Vaccination clinic draws large numbers

Students, staff and community members lined up outside the Lyon Center Tuesday and Wednesday to receive free H1N1 and seasonal flu vaccines, though there was confusion over the availability of the vaccines.

USC was one of several makeshift vaccination clinics run by the Los Angeles County Health Department situated around the County. Though some students and faculty members visited the clinic to receive a flu shot, most visitors were members of the surrounding community, according to Dr. Lawrence Neinstein, director of the University Park Health Center.

“I think it’s a good thing for the campus, I think it’s a good thing for the community and I think it’s a good thing for the relationship between the campus and the community,” Neinstein said.

Because the vaccine supply was limited, vaccines were only administered to individuals who fell into set priority groups. Neinstein said most students fall into at least one of the groups, which include pregnant women, people living with or caring for infants under 6 months old, emergency medical services personnel and healthcare workers, children and young adults ages 6 months to 24 years old, and people 25 to 64 years old with chronic medical conditions such as heart or lung disease, asthma, diabetes or weakened immune systems.

Even with these limitations, the injectable seasonal flu vaccines — inactivated vaccines given with needles — were gone by 11:30 a.m. Tuesday and the center ran out of injectable seasonal flu vaccines again Wednesday.

═══

### Required action 1
Repeat the passage from the flu vaccination clinic article, starting with "Because the vaccine" and going on through "vaccines again Wednesday.", word for word.
### Required action 2
Pick up the flu vaccination clinic article after its last sentence and continue writing it.

═══

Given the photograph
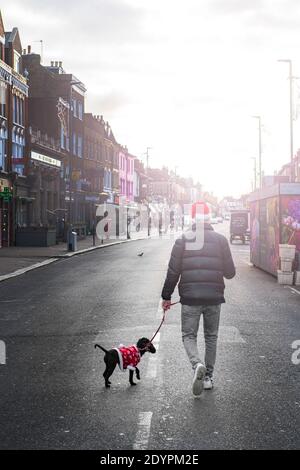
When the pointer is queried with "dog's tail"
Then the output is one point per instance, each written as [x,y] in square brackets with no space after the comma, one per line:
[100,347]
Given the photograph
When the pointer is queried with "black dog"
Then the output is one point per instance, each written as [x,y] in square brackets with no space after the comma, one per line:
[126,358]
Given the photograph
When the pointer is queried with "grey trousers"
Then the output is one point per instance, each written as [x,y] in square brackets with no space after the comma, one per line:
[190,319]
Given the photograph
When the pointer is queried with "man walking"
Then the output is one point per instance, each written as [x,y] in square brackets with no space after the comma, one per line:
[201,289]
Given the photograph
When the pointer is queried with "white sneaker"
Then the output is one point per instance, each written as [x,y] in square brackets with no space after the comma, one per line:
[208,383]
[198,379]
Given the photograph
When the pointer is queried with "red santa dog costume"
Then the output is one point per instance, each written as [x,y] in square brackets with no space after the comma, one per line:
[129,357]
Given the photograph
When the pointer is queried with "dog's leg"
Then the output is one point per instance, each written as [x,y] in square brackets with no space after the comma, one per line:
[131,377]
[107,373]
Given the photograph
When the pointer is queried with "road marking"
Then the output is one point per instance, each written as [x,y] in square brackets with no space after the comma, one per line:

═══

### Answer space 1
Because the vaccine supply was limited, vaccines were only administered to individuals who fell into set priority groups. Neinstein said most students fall into at least one of the groups, which include pregnant women, people living with or caring for infants under 6 months old, emergency medical services personnel and healthcare workers, children and young adults ages 6 months to 24 years old, and people 25 to 64 years old with chronic medical conditions such as heart or lung disease, asthma, diabetes or weakened immune systems.

Even with these limitations, the injectable seasonal flu vaccines — inactivated vaccines given with needles — were gone by 11:30 a.m. Tuesday and the center ran out of injectable seasonal flu vaccines again Wednesday.

### Answer space 2
“We knew there was going to be a limited supply and there is actually a limited supply all over the county,” said Tammie Akiyoshi, nursing director at USC.

The shortage prevented some individuals — pregnant women and those with chronic health issues — from being able to receive the seasonal flu vaccination. Healthy individuals could still get the seasonal flu nasal spray — a live virus sprayed into the nostril — but many did not because of fear of the nasal spray’s side effects or confusion about the situation.

Many visitors to the clinic were confused because some UPHC workers directing people at the door on Tuesday said all seasonal flu vaccinations would be unavailable until Wednesday.

“People are not used to [the nasal spray], they’re used to the injection and they fear the word ‘live’ because they are somehow concerned they’re going to get the flu,” Neinstein said. “There have been no serious side effects, and the nasal vaccine is very good for those between the ages of two and 50 who have no chronic illness.”

Despite the confusion about the seasonal vaccine, students who lined up for seasonal or H1N1 vaccines toward the end of the day Tuesday said that their waits were short, and the process was simple.

“I waited five minutes, It took me as long as it took to fill out the form,” said Robert Atchinson, a junior majoring in theatre (acting). “A lady said I looked lost, she asked me if I was under 24 and then told me to get in line.”

Some students said they were glad for the opportunity to get vaccinated for free.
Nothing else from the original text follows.